**What to do**.
Copy the full set of lines exactly as given.

(Stored data)

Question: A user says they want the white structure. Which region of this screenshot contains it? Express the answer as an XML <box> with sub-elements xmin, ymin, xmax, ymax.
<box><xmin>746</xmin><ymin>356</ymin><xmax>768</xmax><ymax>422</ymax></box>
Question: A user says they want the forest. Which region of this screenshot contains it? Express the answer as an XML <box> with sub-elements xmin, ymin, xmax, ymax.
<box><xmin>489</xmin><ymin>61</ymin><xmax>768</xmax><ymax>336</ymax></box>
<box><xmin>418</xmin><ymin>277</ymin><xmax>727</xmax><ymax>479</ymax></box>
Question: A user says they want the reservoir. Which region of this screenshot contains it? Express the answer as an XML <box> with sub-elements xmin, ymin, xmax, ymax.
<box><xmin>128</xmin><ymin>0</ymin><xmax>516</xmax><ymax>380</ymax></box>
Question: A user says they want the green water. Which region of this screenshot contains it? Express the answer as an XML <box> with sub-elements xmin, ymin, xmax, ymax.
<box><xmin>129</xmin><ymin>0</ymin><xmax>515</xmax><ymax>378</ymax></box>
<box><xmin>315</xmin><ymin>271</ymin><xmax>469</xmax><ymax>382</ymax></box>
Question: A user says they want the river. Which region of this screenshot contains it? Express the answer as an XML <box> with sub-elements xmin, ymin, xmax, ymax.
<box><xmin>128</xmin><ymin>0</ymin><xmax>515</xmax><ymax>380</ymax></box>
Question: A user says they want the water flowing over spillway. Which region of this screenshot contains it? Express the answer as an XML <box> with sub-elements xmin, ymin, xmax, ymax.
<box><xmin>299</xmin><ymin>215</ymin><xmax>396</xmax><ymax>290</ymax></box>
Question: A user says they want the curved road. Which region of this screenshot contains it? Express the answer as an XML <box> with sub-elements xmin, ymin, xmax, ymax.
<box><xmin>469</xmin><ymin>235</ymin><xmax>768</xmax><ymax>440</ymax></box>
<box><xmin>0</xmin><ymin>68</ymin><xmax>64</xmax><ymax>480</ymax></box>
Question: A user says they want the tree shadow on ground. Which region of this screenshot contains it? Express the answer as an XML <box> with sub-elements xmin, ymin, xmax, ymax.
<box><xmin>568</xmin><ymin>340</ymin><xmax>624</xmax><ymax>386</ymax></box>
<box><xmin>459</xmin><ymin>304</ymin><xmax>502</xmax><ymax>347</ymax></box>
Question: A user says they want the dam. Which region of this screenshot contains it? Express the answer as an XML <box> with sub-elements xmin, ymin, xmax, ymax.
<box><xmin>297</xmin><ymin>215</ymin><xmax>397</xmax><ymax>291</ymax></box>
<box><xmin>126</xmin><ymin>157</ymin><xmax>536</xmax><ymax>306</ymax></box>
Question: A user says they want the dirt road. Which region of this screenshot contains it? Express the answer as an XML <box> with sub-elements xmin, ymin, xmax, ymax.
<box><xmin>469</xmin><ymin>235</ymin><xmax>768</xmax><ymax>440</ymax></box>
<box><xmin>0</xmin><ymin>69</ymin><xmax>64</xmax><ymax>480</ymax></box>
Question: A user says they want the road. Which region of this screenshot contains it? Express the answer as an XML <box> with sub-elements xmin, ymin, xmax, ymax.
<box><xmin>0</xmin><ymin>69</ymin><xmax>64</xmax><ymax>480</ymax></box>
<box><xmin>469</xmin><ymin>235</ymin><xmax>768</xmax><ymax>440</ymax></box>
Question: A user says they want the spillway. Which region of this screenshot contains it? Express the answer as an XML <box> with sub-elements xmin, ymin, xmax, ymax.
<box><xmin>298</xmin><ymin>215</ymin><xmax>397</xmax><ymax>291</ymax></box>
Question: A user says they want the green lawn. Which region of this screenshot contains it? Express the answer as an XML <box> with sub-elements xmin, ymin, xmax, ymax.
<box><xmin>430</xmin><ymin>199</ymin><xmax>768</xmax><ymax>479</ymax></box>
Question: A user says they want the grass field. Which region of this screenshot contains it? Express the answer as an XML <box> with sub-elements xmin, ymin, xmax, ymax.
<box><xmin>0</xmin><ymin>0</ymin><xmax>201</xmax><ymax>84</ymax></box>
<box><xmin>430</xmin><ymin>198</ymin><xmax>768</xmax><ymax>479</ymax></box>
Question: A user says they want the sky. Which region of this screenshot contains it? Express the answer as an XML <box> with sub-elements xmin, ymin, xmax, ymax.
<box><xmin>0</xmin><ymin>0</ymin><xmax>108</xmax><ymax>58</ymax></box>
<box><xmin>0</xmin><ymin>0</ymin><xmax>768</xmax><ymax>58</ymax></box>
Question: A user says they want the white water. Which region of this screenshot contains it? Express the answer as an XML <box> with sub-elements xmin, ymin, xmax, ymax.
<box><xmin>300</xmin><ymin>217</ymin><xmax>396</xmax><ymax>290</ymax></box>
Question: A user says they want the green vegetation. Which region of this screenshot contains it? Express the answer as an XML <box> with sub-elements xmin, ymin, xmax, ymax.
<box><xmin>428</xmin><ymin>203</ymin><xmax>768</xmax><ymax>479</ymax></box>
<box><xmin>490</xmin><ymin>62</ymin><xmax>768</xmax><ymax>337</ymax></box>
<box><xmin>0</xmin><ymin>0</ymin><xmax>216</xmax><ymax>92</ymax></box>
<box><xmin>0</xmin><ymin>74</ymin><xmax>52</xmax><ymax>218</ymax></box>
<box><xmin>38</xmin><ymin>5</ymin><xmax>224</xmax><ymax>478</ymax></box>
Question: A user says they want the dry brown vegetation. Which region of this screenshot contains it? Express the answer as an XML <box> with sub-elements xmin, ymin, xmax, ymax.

**Solution for this task**.
Question: A user says they want the white structure. Which region of this screenshot contains it? Express the answer as an XML <box> with sub-elements xmin, ymin, xmax, ymax.
<box><xmin>746</xmin><ymin>356</ymin><xmax>768</xmax><ymax>422</ymax></box>
Question: A user says they want the forest. Which region of this screenshot contains it? Express the answer as an XML <box> with sub-elements xmin, ymin, xmax, ymax.
<box><xmin>489</xmin><ymin>61</ymin><xmax>768</xmax><ymax>336</ymax></box>
<box><xmin>418</xmin><ymin>277</ymin><xmax>727</xmax><ymax>479</ymax></box>
Question: A user says they want the reservoir. Which region of this screenshot contains it? Express the answer as an XML <box> with sub-elements xmin, ymin, xmax, ymax.
<box><xmin>128</xmin><ymin>0</ymin><xmax>516</xmax><ymax>380</ymax></box>
Question: A user says they want the green water. Which region of this screenshot contains it? Express the answer as an XML <box> with sub-elements xmin, ymin, xmax, ymax.
<box><xmin>129</xmin><ymin>0</ymin><xmax>515</xmax><ymax>378</ymax></box>
<box><xmin>315</xmin><ymin>271</ymin><xmax>469</xmax><ymax>382</ymax></box>
Question: A user says they want the river. Which region of this screenshot contains it? Express the answer as an XML <box> with sub-elements xmin, ymin, xmax, ymax.
<box><xmin>128</xmin><ymin>0</ymin><xmax>515</xmax><ymax>380</ymax></box>
Question: A user says they want the water flowing over spillway. Which region of this screenshot contains it? Express the answer as an XML <box> with sub-elements xmin, ymin, xmax, ymax.
<box><xmin>299</xmin><ymin>215</ymin><xmax>396</xmax><ymax>290</ymax></box>
Question: A user says they want the curved road. Which region of this screenshot contains it? Express the answer as an XML <box> with sub-elements xmin, ymin, xmax, ymax.
<box><xmin>469</xmin><ymin>235</ymin><xmax>768</xmax><ymax>440</ymax></box>
<box><xmin>0</xmin><ymin>68</ymin><xmax>64</xmax><ymax>480</ymax></box>
Question: A user says they want the tree shadow on ground. Which region of this screenshot contains it? Express the answer as an XML <box> with sub-elements xmin, ymin, xmax, ymax.
<box><xmin>568</xmin><ymin>340</ymin><xmax>624</xmax><ymax>386</ymax></box>
<box><xmin>459</xmin><ymin>304</ymin><xmax>502</xmax><ymax>347</ymax></box>
Question: A user says they want the dam. Which region of this screenshot contains it? Express the answer as an XML <box> with sub-elements xmin, ymin, xmax, ymax.
<box><xmin>297</xmin><ymin>215</ymin><xmax>397</xmax><ymax>291</ymax></box>
<box><xmin>126</xmin><ymin>157</ymin><xmax>536</xmax><ymax>306</ymax></box>
Question: A user says they want the dirt road. Which region of this screenshot contains it? Express the answer as an XML <box> with sub-elements xmin, ymin, xmax, ymax.
<box><xmin>469</xmin><ymin>235</ymin><xmax>768</xmax><ymax>440</ymax></box>
<box><xmin>0</xmin><ymin>69</ymin><xmax>64</xmax><ymax>480</ymax></box>
Question: A user says they want the road. Which region of this screenshot contains it? Express the answer as an XML <box> with sub-elements xmin, ymin, xmax, ymax.
<box><xmin>0</xmin><ymin>69</ymin><xmax>64</xmax><ymax>480</ymax></box>
<box><xmin>469</xmin><ymin>235</ymin><xmax>768</xmax><ymax>440</ymax></box>
Question: A user says they want the spillway. Which region of this screenshot contains it? Express the answer as an XML <box> with sub-elements xmin, ymin, xmax, ymax.
<box><xmin>298</xmin><ymin>215</ymin><xmax>397</xmax><ymax>291</ymax></box>
Question: A user says they want the green lawn. Which region of this screenshot contains it? Express the answer as an XML <box> with sub-elements xmin, ymin, xmax, ymax.
<box><xmin>430</xmin><ymin>199</ymin><xmax>768</xmax><ymax>479</ymax></box>
Question: A user says they want the grass field. Which region of this screenshot contains it? Express the answer as an XML <box> with sub-elements xmin, ymin, xmax, ymax.
<box><xmin>0</xmin><ymin>0</ymin><xmax>201</xmax><ymax>84</ymax></box>
<box><xmin>430</xmin><ymin>198</ymin><xmax>768</xmax><ymax>479</ymax></box>
Question: A user says they want the sky. Which region of this screenshot contains it? Express the answer as an XML <box> with sub-elements xmin, ymin, xmax, ymax.
<box><xmin>0</xmin><ymin>0</ymin><xmax>108</xmax><ymax>58</ymax></box>
<box><xmin>0</xmin><ymin>0</ymin><xmax>768</xmax><ymax>58</ymax></box>
Question: A user says they want the white water. Which region of this screenshot contains it? Express the answer as an XML <box> with sub-elements xmin, ymin, xmax, ymax.
<box><xmin>300</xmin><ymin>217</ymin><xmax>396</xmax><ymax>290</ymax></box>
Question: A user says they want the green vegetation. Which region of this screenshot contains it? Express the answer as an XML <box> with sub-elements xmin, ymin, xmax, ymax.
<box><xmin>428</xmin><ymin>203</ymin><xmax>768</xmax><ymax>479</ymax></box>
<box><xmin>490</xmin><ymin>62</ymin><xmax>768</xmax><ymax>337</ymax></box>
<box><xmin>0</xmin><ymin>0</ymin><xmax>216</xmax><ymax>92</ymax></box>
<box><xmin>0</xmin><ymin>74</ymin><xmax>52</xmax><ymax>218</ymax></box>
<box><xmin>38</xmin><ymin>5</ymin><xmax>224</xmax><ymax>478</ymax></box>
Question: A user says they want the dry brown vegetation. Which region of this screenshot contains it? Express the answer as an XML <box> with sub-elements xmin, ymin, xmax, ymax.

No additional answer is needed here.